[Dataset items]
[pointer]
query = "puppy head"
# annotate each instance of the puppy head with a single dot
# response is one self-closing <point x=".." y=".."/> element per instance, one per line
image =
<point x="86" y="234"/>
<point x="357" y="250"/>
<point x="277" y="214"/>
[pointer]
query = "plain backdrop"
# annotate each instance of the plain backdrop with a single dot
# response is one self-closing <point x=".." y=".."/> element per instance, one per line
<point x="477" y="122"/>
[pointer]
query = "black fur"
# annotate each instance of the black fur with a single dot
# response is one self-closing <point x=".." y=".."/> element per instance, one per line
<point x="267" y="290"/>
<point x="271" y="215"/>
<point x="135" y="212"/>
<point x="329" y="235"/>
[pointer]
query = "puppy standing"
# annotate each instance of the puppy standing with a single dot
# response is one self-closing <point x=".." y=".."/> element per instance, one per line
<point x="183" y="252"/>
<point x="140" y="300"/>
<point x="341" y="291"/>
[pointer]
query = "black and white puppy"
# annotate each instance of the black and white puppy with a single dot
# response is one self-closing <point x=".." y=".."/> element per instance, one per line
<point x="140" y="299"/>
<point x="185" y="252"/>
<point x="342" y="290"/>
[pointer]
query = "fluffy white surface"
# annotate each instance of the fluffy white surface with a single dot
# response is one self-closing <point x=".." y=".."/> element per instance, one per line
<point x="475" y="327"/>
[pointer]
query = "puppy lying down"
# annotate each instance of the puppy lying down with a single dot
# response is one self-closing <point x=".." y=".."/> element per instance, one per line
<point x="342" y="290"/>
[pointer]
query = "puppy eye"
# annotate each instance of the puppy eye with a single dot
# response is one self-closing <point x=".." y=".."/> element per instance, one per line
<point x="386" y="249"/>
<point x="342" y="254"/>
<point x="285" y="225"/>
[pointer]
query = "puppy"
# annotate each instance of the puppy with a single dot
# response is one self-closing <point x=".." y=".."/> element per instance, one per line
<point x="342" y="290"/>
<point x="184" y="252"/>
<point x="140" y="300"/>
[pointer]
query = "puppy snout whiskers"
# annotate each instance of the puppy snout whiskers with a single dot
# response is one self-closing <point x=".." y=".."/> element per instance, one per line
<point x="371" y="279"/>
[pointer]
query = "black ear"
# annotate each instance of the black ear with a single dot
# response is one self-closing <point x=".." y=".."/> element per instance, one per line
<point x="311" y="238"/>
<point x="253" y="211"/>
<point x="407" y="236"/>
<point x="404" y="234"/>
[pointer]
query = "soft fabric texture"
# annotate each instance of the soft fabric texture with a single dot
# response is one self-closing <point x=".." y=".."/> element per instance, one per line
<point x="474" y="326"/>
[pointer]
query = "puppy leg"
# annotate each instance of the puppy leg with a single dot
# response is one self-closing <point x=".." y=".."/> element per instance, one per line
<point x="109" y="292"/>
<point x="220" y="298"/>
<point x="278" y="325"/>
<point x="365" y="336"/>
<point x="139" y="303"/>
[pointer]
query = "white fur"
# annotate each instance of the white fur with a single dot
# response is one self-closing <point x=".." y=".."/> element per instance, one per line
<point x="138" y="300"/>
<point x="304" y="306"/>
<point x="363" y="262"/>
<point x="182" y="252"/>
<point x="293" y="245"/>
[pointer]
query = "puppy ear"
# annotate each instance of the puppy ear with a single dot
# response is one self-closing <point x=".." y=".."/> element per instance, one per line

* _GIVEN EXERCISE_
Return every line of the records above that contains the word "fluffy".

* _PROBLEM SOLUTION_
query = "fluffy white surface"
# annotate each instance of the fluffy white surface with a single dot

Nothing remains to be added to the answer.